=== Request ===
Could you quote, exactly as they stand, the lines running from the one with "Task: annotate a point on every instance of the black" to the final line of the material?

=== Material provided ===
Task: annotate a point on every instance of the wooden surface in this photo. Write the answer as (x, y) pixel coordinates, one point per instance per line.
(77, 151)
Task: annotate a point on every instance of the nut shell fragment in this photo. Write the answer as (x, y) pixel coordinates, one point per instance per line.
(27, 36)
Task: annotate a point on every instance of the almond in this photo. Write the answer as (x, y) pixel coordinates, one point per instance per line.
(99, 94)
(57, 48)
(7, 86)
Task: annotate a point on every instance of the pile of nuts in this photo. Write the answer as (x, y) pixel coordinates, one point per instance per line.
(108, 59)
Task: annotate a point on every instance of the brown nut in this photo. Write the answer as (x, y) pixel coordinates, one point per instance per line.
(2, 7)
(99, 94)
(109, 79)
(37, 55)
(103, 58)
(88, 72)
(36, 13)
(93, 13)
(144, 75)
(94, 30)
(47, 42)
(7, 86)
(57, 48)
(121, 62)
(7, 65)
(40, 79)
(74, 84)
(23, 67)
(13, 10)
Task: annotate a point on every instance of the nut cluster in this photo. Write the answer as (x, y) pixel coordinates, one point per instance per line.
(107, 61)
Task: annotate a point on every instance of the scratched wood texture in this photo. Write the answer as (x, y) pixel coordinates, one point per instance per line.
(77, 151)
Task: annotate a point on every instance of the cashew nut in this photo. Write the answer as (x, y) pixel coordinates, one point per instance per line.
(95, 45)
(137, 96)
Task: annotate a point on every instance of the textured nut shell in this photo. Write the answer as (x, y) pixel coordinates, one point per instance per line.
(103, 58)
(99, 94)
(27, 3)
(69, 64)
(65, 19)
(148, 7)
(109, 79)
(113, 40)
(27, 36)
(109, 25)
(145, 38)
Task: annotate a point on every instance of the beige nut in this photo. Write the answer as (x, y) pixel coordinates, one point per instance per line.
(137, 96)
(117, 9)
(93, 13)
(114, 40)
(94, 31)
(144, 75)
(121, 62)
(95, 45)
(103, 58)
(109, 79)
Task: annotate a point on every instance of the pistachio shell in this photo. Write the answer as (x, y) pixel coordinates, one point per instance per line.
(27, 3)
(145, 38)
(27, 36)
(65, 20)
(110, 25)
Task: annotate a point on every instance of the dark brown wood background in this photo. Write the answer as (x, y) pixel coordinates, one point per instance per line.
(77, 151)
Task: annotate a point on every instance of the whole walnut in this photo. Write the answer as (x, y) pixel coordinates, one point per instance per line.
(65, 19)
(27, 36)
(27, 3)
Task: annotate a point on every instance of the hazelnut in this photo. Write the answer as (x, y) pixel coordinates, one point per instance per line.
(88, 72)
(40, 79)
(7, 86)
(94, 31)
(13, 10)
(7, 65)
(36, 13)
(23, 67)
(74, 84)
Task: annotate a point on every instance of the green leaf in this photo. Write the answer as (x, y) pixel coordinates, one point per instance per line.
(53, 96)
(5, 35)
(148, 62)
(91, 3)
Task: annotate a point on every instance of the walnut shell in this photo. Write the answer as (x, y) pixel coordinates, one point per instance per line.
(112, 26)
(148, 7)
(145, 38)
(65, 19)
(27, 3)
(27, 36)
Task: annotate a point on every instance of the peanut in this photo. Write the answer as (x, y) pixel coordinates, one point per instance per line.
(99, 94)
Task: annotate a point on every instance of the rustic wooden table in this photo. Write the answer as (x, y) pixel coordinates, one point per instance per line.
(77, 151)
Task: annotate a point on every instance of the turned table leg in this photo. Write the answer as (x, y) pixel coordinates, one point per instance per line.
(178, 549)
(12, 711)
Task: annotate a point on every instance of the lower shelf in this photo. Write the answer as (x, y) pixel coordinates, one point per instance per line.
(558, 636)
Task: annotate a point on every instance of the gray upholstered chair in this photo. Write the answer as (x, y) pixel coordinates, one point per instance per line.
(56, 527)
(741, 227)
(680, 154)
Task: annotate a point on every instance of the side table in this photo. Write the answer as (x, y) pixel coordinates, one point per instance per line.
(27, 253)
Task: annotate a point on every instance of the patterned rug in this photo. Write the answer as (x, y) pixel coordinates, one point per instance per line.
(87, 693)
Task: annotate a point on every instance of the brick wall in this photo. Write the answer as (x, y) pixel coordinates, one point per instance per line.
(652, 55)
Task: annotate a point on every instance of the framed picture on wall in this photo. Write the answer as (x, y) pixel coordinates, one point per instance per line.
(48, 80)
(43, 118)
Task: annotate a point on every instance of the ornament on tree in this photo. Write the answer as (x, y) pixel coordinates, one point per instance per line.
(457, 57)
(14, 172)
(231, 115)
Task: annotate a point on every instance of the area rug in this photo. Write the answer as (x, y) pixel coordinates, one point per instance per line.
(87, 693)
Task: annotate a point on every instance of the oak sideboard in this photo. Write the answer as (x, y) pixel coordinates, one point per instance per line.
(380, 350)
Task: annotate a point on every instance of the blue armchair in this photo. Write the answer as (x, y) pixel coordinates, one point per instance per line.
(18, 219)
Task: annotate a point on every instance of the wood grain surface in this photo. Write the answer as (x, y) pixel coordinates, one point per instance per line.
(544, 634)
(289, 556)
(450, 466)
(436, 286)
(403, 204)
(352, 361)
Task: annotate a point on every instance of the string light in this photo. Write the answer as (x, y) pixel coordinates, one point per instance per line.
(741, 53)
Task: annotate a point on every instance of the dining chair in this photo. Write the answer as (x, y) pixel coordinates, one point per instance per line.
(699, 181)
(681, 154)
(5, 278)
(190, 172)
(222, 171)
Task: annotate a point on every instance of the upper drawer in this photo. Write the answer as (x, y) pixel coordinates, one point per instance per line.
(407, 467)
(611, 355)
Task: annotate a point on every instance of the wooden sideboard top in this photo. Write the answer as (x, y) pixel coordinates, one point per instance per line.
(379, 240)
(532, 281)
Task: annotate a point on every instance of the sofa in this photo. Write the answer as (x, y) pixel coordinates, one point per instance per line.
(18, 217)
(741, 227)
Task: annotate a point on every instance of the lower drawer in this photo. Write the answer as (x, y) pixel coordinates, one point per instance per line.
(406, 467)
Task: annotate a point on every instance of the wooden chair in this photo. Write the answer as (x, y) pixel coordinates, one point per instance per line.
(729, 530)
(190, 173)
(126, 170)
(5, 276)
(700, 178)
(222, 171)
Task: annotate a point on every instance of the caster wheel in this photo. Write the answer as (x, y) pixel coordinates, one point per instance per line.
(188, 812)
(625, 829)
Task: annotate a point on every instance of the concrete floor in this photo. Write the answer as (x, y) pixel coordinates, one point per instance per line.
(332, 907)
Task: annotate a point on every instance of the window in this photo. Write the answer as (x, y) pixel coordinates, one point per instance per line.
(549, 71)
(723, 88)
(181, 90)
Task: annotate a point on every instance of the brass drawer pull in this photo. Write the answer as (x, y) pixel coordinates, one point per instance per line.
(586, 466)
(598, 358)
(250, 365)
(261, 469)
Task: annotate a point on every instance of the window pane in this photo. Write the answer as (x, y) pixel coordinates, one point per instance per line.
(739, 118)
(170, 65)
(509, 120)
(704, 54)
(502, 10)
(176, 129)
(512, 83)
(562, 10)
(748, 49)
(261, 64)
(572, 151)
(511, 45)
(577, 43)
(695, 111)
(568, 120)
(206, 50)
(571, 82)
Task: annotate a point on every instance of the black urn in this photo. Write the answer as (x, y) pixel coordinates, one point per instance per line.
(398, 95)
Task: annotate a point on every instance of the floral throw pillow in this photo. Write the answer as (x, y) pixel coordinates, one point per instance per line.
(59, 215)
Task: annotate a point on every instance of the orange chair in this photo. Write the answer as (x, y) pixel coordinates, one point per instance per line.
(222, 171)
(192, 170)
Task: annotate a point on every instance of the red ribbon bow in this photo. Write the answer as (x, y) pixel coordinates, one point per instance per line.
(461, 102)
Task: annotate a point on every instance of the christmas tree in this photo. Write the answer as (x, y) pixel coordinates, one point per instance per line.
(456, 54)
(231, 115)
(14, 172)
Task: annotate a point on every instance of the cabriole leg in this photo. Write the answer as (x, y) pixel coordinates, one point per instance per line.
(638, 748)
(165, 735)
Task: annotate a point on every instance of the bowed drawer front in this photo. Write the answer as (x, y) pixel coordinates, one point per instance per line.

=== Response to this task ===
Task: annotate a point on every instance of the black urn in this photo. Write the answer as (x, y) pixel coordinates, one point per instance per line.
(398, 95)
Task: annotate a point on every instance of the floral throw pillow in this photo. Write the answer as (x, y) pixel coordinates, one point per instance per line.
(59, 215)
Task: annotate a point on every instance of the orange chair in this photo. Write the answer as (x, y) pixel coordinates, one point per instance per line.
(222, 171)
(192, 170)
Task: annotate a point on every instance of the red ribbon bow in this photo. Write the answer as (x, y) pixel coordinates, one point per instance per line.
(461, 102)
Task: annotate a point on every instance of the christmas tree in this photo. Write the answer as (x, y) pixel coordinates, one point per instance per line.
(456, 54)
(231, 115)
(14, 172)
Task: annotate a point on every instance of the cabriole leg in this photo. Write the answer as (x, y) pixel coordinates, one point per instance per line.
(638, 748)
(165, 735)
Task: annotate a point on every instance of the bowed drawer front in this photo. Write the answer as (x, y) pixel coordinates, one point per instance per line.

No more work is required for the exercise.